WRITTEN PROBLEM
Turn every line from the start of the items through the line containing "117, 16, 178, 123", inclusive, into a JSON list of strings, one string per line, leaving out blank lines.

Image region labeling entries
◆ ◆ ◆ ◆ ◆

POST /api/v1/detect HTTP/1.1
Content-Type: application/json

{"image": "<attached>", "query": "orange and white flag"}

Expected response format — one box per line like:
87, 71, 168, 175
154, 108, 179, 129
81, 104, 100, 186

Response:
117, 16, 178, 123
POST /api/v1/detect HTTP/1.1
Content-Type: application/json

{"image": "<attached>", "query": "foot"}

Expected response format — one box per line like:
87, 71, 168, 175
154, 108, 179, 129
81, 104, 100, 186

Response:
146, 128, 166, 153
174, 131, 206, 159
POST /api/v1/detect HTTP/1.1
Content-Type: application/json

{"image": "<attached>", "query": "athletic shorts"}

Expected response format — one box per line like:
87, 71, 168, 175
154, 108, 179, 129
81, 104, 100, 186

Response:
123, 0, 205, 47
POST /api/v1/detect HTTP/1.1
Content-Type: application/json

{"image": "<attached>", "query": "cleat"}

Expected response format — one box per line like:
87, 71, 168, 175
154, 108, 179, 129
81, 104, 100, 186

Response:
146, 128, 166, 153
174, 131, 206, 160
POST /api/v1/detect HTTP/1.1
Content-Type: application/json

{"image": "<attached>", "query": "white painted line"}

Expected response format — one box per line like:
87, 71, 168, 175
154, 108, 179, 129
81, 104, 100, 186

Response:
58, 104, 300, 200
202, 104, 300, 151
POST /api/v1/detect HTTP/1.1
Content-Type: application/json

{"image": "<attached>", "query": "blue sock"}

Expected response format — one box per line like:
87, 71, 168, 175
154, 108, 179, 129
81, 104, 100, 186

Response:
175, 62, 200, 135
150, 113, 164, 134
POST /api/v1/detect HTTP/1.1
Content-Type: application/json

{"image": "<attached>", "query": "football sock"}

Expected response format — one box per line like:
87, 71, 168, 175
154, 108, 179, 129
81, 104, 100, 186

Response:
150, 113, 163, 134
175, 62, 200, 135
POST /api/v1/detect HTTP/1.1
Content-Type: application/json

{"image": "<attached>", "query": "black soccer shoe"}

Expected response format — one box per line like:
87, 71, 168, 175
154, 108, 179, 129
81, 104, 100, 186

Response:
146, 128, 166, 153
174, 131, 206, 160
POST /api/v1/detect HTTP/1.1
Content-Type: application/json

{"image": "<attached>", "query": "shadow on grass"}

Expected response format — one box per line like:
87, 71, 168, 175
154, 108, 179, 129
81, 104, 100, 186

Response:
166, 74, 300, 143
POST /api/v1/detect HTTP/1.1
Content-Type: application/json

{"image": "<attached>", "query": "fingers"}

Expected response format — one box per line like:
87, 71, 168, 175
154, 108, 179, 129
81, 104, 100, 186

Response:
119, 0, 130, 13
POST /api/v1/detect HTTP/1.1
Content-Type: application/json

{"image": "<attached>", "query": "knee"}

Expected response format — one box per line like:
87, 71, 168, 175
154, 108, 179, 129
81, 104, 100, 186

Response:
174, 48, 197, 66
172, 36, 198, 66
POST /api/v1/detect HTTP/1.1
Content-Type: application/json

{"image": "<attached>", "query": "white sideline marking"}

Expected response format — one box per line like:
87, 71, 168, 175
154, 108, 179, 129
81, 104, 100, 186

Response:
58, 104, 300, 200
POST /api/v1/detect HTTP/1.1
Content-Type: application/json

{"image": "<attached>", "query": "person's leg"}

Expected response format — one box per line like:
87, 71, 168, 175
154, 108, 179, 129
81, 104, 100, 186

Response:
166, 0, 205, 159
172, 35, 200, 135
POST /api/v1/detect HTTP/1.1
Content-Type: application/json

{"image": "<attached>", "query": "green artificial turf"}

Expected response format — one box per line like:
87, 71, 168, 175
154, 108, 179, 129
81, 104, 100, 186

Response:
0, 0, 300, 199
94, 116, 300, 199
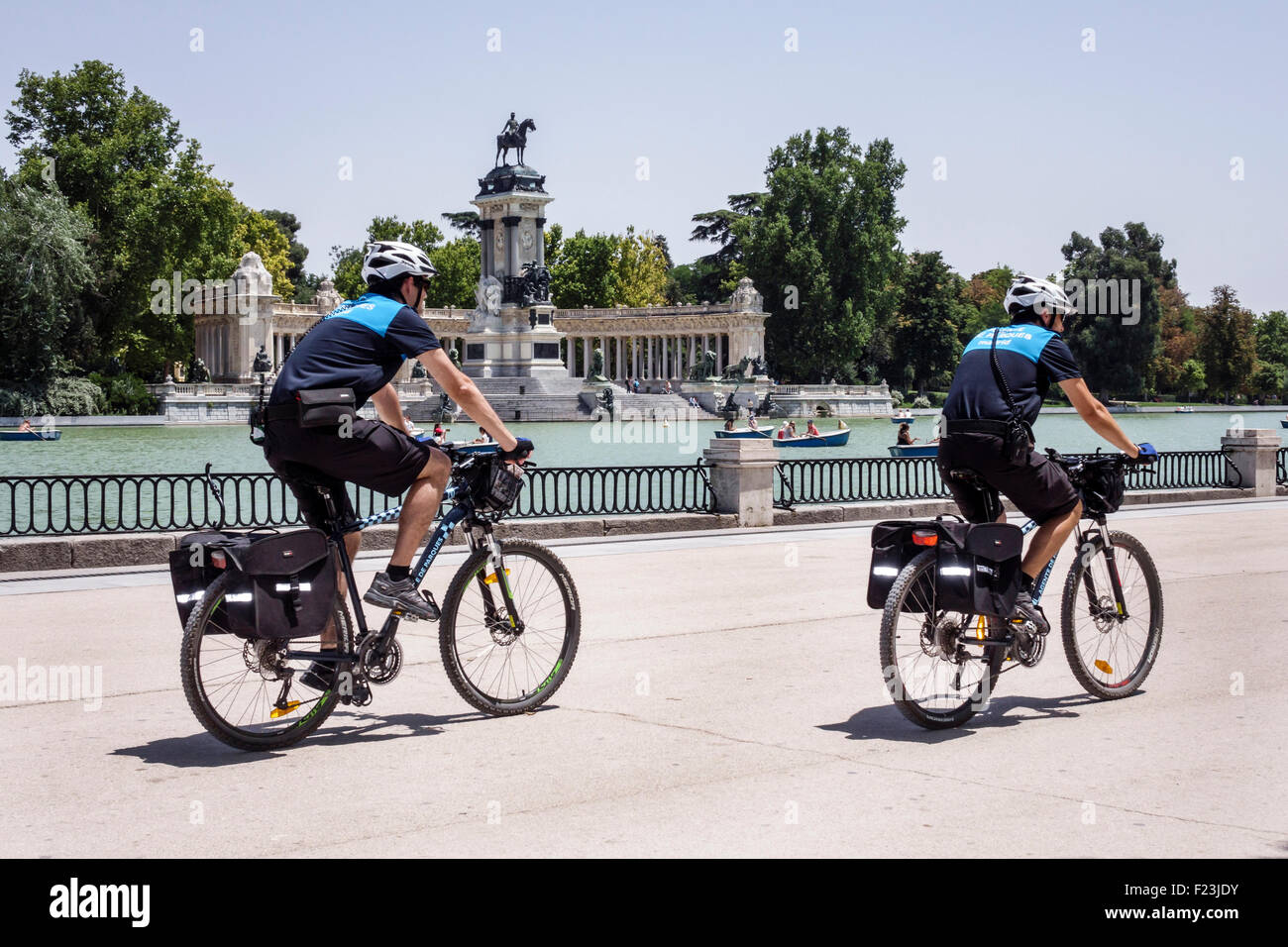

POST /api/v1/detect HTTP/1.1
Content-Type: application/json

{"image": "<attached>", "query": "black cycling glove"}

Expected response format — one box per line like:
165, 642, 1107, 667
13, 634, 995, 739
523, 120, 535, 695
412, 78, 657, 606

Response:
496, 437, 533, 460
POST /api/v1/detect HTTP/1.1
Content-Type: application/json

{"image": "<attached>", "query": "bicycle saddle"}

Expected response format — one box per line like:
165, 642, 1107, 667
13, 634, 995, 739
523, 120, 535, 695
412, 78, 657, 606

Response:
948, 468, 988, 487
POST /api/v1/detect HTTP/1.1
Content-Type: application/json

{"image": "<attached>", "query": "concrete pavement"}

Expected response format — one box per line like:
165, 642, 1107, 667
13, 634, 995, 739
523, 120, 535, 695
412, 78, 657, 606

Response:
0, 500, 1288, 857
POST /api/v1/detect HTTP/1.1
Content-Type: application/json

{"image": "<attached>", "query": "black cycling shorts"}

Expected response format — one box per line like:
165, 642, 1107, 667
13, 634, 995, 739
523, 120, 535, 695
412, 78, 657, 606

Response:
265, 417, 446, 528
939, 434, 1078, 526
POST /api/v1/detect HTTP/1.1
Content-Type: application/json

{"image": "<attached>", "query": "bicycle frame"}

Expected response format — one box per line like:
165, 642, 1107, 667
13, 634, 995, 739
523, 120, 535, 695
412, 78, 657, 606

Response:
286, 453, 523, 664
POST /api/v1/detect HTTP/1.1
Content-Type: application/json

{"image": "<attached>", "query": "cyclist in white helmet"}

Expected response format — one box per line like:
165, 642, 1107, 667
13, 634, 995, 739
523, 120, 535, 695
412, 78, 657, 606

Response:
937, 275, 1158, 634
265, 241, 532, 674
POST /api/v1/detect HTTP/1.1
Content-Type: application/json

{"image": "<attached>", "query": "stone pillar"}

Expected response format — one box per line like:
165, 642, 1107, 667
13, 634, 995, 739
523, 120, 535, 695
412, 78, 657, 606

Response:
702, 438, 778, 526
480, 218, 496, 275
501, 217, 519, 275
1221, 428, 1282, 496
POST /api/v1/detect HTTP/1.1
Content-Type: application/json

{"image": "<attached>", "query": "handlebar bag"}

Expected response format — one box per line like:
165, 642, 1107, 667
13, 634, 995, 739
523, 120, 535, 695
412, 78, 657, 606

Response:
935, 523, 1024, 618
226, 530, 339, 639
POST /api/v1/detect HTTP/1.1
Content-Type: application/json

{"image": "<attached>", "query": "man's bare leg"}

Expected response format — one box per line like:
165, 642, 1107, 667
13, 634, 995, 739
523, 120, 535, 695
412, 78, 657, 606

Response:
1020, 500, 1082, 579
389, 451, 452, 567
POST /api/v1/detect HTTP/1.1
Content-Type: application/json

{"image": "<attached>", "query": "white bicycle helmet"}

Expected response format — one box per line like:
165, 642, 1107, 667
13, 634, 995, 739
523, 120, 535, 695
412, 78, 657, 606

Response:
362, 240, 438, 286
1002, 273, 1074, 322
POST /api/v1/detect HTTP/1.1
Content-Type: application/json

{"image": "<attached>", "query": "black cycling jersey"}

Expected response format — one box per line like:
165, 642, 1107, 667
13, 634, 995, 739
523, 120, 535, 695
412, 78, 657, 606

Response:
944, 322, 1082, 424
269, 292, 442, 407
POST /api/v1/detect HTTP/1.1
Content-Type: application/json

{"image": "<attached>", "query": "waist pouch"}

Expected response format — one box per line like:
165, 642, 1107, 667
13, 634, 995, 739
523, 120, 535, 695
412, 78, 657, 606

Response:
935, 523, 1024, 618
1002, 415, 1033, 464
295, 388, 358, 428
226, 530, 339, 638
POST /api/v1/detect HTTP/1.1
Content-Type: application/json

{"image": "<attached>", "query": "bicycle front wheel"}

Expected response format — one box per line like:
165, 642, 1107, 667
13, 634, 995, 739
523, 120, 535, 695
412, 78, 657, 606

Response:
880, 549, 1006, 729
1060, 531, 1163, 699
438, 540, 581, 716
179, 573, 353, 750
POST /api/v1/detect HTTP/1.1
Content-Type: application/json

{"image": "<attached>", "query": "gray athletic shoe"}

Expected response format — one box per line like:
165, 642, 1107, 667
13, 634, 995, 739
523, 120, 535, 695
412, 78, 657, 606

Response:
1012, 591, 1051, 635
362, 573, 438, 621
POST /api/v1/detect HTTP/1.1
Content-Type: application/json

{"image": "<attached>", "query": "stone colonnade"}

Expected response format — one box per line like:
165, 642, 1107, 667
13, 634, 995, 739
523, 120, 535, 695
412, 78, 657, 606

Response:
559, 321, 731, 381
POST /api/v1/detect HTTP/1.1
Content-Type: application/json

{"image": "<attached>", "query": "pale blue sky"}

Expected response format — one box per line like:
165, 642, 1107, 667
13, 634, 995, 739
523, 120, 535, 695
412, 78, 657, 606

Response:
0, 0, 1288, 312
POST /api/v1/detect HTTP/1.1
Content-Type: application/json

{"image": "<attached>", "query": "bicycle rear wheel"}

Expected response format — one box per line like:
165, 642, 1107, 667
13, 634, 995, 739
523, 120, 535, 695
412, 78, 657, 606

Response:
880, 549, 1005, 729
438, 540, 581, 716
179, 573, 353, 750
1060, 531, 1163, 701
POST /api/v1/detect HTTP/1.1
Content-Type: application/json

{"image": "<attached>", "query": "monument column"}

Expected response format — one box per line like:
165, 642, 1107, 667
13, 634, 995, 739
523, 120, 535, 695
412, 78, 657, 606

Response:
501, 217, 519, 275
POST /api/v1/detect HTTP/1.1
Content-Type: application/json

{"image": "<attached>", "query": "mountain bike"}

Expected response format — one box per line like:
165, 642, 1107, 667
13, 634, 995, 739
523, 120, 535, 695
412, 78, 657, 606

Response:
180, 443, 581, 750
880, 450, 1163, 729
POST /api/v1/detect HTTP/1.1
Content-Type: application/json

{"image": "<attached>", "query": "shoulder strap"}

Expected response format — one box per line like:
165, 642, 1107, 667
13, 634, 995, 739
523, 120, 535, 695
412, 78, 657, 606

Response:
988, 329, 1021, 417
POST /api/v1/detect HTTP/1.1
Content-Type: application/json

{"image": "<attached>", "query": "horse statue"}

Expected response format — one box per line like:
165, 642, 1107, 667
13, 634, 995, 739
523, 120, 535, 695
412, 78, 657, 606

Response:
496, 119, 537, 167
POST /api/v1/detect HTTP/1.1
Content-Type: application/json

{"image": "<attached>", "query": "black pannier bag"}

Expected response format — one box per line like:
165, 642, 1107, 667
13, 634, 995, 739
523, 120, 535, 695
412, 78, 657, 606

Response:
868, 519, 939, 612
935, 523, 1024, 618
170, 530, 255, 634
224, 530, 339, 638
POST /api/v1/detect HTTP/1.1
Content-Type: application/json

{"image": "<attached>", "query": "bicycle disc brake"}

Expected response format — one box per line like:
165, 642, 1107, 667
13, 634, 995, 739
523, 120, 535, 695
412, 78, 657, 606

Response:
362, 638, 402, 684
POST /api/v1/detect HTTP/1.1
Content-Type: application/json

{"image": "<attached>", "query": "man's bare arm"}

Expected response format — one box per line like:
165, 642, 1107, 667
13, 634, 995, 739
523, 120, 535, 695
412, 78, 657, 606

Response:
1060, 377, 1140, 458
416, 349, 519, 451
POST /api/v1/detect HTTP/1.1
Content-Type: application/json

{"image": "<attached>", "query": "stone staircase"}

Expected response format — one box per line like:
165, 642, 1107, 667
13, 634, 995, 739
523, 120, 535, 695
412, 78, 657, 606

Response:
403, 377, 720, 427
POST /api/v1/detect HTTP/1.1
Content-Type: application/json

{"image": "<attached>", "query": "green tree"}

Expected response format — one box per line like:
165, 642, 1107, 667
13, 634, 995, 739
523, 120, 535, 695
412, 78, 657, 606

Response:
1198, 284, 1257, 401
261, 210, 309, 291
890, 252, 969, 391
730, 128, 906, 380
1177, 359, 1207, 399
0, 181, 94, 384
1060, 223, 1176, 394
612, 227, 666, 307
1154, 287, 1199, 391
960, 265, 1015, 346
1257, 309, 1288, 365
425, 237, 482, 309
5, 59, 271, 378
546, 224, 617, 309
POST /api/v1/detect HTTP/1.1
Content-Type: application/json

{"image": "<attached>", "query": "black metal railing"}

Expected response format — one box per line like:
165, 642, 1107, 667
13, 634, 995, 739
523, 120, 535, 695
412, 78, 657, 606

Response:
0, 449, 1256, 536
0, 464, 715, 536
774, 451, 1241, 509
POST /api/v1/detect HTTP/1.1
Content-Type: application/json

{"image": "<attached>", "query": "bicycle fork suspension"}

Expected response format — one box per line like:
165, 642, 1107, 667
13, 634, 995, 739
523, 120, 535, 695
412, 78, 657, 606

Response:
1078, 519, 1130, 621
471, 530, 523, 635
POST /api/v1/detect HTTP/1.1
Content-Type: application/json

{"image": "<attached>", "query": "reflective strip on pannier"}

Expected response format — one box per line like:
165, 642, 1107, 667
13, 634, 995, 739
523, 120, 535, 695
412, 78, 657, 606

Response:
224, 530, 339, 638
935, 523, 1024, 618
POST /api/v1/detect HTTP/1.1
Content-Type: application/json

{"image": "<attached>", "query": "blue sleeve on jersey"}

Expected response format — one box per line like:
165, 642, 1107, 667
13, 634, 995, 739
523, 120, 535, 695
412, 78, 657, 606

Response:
385, 305, 443, 359
1038, 335, 1082, 381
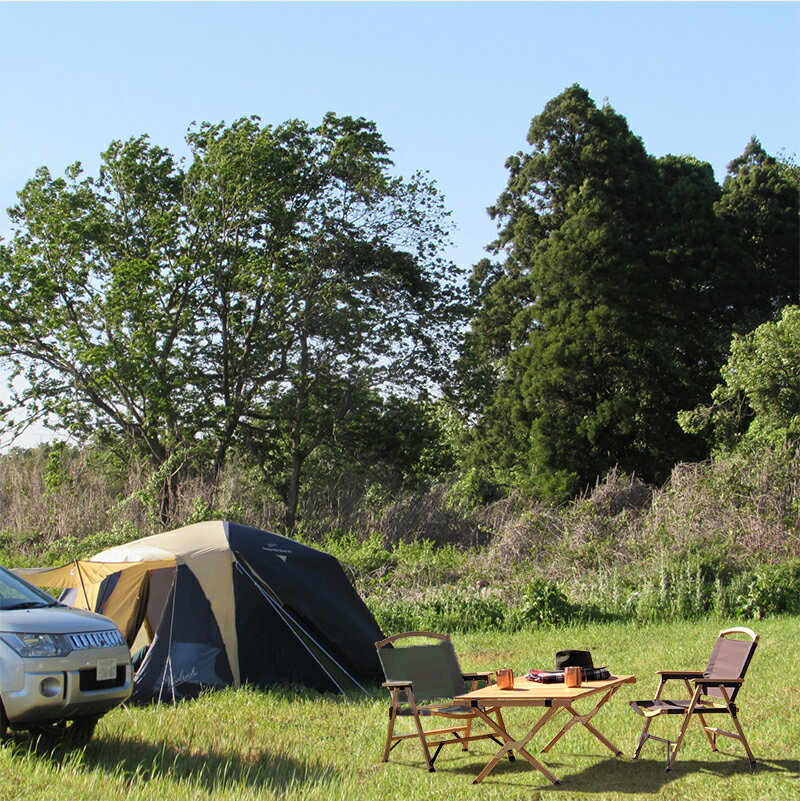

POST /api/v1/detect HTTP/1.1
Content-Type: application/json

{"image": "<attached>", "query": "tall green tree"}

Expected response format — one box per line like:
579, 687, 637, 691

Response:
716, 137, 800, 333
0, 114, 459, 526
461, 85, 740, 497
679, 306, 800, 455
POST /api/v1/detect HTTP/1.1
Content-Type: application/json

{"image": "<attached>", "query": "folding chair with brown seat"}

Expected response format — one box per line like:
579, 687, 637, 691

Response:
631, 628, 758, 772
375, 631, 513, 773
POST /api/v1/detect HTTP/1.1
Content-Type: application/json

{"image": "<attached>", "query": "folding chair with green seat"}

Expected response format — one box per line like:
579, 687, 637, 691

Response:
631, 628, 758, 772
375, 631, 514, 773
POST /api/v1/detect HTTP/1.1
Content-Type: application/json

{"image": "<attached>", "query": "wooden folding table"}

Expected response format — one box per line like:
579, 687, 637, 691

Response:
454, 676, 636, 784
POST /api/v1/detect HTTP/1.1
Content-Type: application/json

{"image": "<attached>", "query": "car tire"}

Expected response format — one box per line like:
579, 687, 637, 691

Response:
0, 700, 8, 742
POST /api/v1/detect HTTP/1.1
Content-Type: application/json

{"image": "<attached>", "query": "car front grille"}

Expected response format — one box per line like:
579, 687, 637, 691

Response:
67, 629, 125, 651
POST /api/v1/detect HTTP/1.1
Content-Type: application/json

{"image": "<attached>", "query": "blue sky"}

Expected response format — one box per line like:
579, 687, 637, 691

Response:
0, 2, 800, 444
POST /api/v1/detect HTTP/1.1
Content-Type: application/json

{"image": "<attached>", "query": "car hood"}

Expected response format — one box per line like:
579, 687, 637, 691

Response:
0, 606, 116, 634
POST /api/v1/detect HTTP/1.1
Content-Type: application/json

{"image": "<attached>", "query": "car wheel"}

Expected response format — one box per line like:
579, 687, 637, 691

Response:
69, 718, 100, 745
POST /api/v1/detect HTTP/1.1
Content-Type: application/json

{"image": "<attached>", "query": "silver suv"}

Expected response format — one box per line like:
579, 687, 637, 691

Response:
0, 567, 133, 740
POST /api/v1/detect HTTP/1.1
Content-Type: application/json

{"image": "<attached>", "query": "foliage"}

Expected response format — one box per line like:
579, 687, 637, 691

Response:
716, 137, 800, 333
679, 306, 800, 453
451, 85, 798, 501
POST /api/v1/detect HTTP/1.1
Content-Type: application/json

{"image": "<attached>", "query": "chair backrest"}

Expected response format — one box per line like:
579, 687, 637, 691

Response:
375, 631, 464, 702
703, 628, 758, 701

◆ ◆ ◆ ◆ ◆

THE RESPONSE
[
  "POST /api/v1/detect HTTP/1.1",
  "Content-Type: application/json",
  "{\"image\": \"<attached>\", \"query\": \"orange and white flag\"}",
  "Expected response format — one box per line like:",
  "87, 71, 168, 175",
  "154, 108, 179, 129",
  "81, 104, 100, 186",
  "Response:",
  "117, 16, 178, 123"
]